ACTIVITY:
Copy the complete listing word for word, but do not carry over any images.

EXERCISE INPUTS:
══════════

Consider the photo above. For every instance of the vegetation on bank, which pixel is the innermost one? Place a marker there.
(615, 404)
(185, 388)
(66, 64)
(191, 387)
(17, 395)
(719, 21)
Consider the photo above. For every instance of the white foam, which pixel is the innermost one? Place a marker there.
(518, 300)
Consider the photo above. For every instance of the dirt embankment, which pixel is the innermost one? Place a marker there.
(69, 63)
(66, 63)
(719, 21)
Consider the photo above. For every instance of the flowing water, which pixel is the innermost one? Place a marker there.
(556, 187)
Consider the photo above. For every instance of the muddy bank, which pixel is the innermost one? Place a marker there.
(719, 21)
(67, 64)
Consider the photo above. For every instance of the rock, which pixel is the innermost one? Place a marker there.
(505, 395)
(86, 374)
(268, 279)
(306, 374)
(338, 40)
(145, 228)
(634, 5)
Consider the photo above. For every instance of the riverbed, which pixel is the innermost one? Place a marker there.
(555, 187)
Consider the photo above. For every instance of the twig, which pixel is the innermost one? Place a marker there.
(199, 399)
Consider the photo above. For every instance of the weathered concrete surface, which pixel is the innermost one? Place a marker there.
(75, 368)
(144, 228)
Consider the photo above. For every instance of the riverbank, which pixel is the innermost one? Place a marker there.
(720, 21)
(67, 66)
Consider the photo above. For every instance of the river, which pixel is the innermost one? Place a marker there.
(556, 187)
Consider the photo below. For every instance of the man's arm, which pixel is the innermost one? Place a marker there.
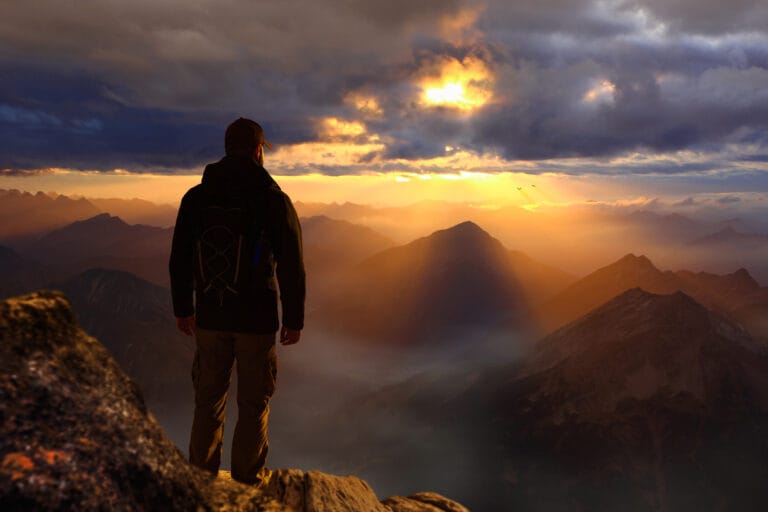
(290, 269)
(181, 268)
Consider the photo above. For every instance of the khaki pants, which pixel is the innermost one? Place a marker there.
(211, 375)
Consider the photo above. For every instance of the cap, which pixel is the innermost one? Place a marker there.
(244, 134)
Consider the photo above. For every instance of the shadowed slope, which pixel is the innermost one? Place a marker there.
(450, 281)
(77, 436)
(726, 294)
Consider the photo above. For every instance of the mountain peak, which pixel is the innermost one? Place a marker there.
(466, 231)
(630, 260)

══════════

EXERCISE OUTPUT:
Consider the photo above. For every instance of the vegetation on bank, which pixel is the innermost one? Place a marker there.
(615, 404)
(185, 388)
(66, 64)
(191, 387)
(17, 395)
(719, 21)
Consider the photo above. For every instance of the white foam, which pixel is the innermost one? Place a marker there.
(518, 300)
Consider the photo above. For every instance of the dirt embankment, which pixel is the innermost one? Place a marker there.
(69, 63)
(66, 63)
(719, 21)
Consider the photo above. For every instance of the flowing water, which pixel is the innermost one? Place a marker there.
(556, 187)
Consider the photo above. For every instance of the muddy bank, which pixel is the innermost one? Place a marker there.
(719, 21)
(67, 64)
Consider the photo above. For every instance of the rock, which pixel is the innermost one? Place a marker there.
(505, 395)
(86, 374)
(268, 279)
(306, 374)
(338, 40)
(145, 228)
(634, 5)
Consider the photo above. For every instance of the riverbed, which pixel is the innermost one? Place a marker there.
(555, 187)
Consider the photo above. For every instance of the twig, which pixel is the innermost one? Place a marker there.
(199, 399)
Consider the photo above. For every instance of the weathered concrete surface, which pixel is the innermost one? Place a marker there.
(75, 368)
(144, 228)
Consider the photo above. For every instance of the riverbank, which pixel is the innermost one? Place a marker there.
(720, 21)
(67, 66)
Consider the photo above. For every instance of the river, which pixel is the innermost one? Place a marker there.
(556, 187)
Consider the photo below. For every instance of the man's arm, which pixel is the innermost one? Place a marker there.
(290, 269)
(181, 268)
Consider the photo above. For every instance of the khaki pants, which pixel is the innermost one? Place a marker there.
(211, 375)
Consider the photo above. For every instance of the cap, which pixel is the innermost one? Place a marker there.
(244, 134)
Consider the photo above. For every instance of the shadowed slope, which pixel is the innermost one? Place a marker there.
(450, 281)
(77, 436)
(726, 294)
Consider the photo above. For every instance of the mountain peak, which pixel is the innermost one? Place a marker there.
(466, 231)
(630, 260)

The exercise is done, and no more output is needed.